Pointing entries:
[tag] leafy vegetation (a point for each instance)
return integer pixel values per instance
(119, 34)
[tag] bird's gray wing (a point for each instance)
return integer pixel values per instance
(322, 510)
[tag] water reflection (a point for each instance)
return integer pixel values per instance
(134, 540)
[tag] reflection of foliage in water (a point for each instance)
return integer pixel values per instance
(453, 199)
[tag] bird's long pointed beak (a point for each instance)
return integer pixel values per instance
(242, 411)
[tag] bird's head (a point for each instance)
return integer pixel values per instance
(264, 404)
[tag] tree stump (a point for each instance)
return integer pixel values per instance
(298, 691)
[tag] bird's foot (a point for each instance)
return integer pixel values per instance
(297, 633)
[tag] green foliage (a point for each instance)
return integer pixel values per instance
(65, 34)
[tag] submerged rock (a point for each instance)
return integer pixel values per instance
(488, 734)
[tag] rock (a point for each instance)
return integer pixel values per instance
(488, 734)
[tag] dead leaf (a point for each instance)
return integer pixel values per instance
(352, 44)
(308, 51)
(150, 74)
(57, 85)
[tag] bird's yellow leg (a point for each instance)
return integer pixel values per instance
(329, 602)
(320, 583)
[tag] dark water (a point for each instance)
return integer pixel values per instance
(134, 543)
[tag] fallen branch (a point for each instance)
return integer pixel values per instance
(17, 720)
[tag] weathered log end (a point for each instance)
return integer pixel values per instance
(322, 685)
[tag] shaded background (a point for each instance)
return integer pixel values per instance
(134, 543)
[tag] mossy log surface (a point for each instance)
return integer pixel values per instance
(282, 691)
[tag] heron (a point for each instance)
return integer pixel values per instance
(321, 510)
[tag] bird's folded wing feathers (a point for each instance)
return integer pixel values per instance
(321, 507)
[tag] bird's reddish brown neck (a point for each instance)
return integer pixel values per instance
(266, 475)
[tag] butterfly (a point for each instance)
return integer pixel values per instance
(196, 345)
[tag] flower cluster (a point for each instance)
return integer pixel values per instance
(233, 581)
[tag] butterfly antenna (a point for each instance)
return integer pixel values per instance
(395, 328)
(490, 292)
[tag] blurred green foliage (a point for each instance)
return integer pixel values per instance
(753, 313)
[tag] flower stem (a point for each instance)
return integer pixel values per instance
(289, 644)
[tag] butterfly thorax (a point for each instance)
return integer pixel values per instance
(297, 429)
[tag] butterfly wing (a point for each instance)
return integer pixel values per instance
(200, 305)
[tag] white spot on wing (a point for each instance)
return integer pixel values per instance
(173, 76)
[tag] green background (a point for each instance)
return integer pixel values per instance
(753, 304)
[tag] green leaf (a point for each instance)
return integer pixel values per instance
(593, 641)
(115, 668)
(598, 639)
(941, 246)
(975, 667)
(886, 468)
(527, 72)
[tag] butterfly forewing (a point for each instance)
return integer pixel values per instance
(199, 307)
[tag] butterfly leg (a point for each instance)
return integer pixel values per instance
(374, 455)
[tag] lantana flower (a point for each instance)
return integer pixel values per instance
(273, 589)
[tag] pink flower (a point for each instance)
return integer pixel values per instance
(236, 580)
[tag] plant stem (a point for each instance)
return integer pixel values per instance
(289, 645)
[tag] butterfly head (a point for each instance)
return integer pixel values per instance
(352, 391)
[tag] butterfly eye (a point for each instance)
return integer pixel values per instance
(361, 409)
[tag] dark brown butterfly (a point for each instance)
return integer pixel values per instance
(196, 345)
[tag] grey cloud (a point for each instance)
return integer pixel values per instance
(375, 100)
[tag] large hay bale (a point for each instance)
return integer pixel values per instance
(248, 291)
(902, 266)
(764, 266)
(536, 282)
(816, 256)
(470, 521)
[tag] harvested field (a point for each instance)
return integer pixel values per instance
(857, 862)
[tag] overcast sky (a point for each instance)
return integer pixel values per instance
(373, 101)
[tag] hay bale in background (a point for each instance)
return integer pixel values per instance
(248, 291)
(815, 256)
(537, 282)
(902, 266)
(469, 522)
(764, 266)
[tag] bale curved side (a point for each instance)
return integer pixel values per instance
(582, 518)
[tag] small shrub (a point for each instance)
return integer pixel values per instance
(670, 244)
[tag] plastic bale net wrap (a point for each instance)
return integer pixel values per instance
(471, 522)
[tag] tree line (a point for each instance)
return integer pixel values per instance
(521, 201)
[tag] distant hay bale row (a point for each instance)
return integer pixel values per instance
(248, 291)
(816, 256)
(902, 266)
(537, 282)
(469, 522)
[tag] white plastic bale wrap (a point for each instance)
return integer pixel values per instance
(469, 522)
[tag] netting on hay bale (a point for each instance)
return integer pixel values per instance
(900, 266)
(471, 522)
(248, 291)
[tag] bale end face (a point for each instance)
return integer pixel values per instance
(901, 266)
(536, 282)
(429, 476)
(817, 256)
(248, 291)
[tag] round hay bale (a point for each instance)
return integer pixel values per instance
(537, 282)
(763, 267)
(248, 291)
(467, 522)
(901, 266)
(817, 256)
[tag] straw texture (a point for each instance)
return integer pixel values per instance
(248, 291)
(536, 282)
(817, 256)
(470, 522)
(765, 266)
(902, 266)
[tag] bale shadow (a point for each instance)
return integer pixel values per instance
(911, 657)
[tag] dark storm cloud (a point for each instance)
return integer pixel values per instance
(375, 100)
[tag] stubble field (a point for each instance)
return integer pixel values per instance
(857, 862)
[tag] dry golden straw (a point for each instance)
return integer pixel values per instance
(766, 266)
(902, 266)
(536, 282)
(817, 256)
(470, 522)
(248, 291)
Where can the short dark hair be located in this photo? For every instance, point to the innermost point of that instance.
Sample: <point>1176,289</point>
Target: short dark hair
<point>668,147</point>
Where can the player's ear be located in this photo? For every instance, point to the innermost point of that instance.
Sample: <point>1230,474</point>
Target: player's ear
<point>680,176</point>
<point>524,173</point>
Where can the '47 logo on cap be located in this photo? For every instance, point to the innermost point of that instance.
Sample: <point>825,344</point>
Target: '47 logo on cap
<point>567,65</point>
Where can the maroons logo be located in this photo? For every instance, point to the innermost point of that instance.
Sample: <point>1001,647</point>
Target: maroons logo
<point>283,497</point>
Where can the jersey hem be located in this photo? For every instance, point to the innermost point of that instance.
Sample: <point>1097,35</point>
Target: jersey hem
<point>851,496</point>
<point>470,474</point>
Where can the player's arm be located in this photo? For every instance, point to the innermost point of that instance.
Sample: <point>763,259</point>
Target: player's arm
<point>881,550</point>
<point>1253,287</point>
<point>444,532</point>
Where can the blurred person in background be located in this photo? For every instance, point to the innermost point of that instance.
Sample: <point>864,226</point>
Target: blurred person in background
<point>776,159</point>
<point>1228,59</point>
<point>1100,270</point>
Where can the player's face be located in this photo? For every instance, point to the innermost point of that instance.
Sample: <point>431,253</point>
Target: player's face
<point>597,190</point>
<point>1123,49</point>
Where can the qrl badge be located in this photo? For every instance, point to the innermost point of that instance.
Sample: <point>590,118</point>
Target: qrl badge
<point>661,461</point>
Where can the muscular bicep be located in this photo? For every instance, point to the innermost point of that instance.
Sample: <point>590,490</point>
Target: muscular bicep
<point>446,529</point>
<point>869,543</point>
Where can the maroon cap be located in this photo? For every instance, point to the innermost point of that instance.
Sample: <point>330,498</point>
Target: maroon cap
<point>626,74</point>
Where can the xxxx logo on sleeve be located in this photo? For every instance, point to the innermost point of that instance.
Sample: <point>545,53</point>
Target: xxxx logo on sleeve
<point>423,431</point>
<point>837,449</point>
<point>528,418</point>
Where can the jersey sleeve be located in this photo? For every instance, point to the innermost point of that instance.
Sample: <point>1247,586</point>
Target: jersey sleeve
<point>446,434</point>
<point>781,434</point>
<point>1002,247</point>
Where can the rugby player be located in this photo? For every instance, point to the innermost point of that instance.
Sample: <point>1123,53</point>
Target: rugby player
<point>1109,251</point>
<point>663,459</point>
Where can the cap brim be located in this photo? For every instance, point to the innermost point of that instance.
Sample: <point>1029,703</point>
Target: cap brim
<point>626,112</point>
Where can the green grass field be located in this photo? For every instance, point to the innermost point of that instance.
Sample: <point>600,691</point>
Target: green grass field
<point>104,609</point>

**YOUR OBJECTIVE**:
Format the lines of the entries starting at the line that contains "Where can the jersey sleeve" and ending at the last line of the entries as a Markdown table with the columns Row and Line, omitting blank lines.

**RESPONSE**:
| Row | Line |
|---|---|
| 1 | Where can the jersey sleeve be located in this photo? For every instance, point to the innermost point of that instance. |
| 2 | Sample: <point>1247,586</point> |
| 3 | Target: jersey sleeve |
| 4 | <point>446,434</point> |
| 5 | <point>781,434</point> |
| 6 | <point>1002,247</point> |
| 7 | Where can the rugby player be located in this photo? For every instance, point to the innermost point of that instance. |
| 8 | Sample: <point>1123,53</point> |
| 9 | Target: rugby player |
| 10 | <point>1109,251</point> |
| 11 | <point>663,459</point> |
| 12 | Where can the cap brim be located in this photo? For every instance, point to the innermost point of that instance. |
| 13 | Sample: <point>1029,703</point> |
| 14 | Target: cap brim |
| 15 | <point>626,112</point> |
| 16 | Where can the green grass field be located in this photo? For every instance, point to the innermost point of that instance. |
| 17 | Sample: <point>600,691</point> |
| 18 | Target: green grass field |
| 19 | <point>104,609</point> |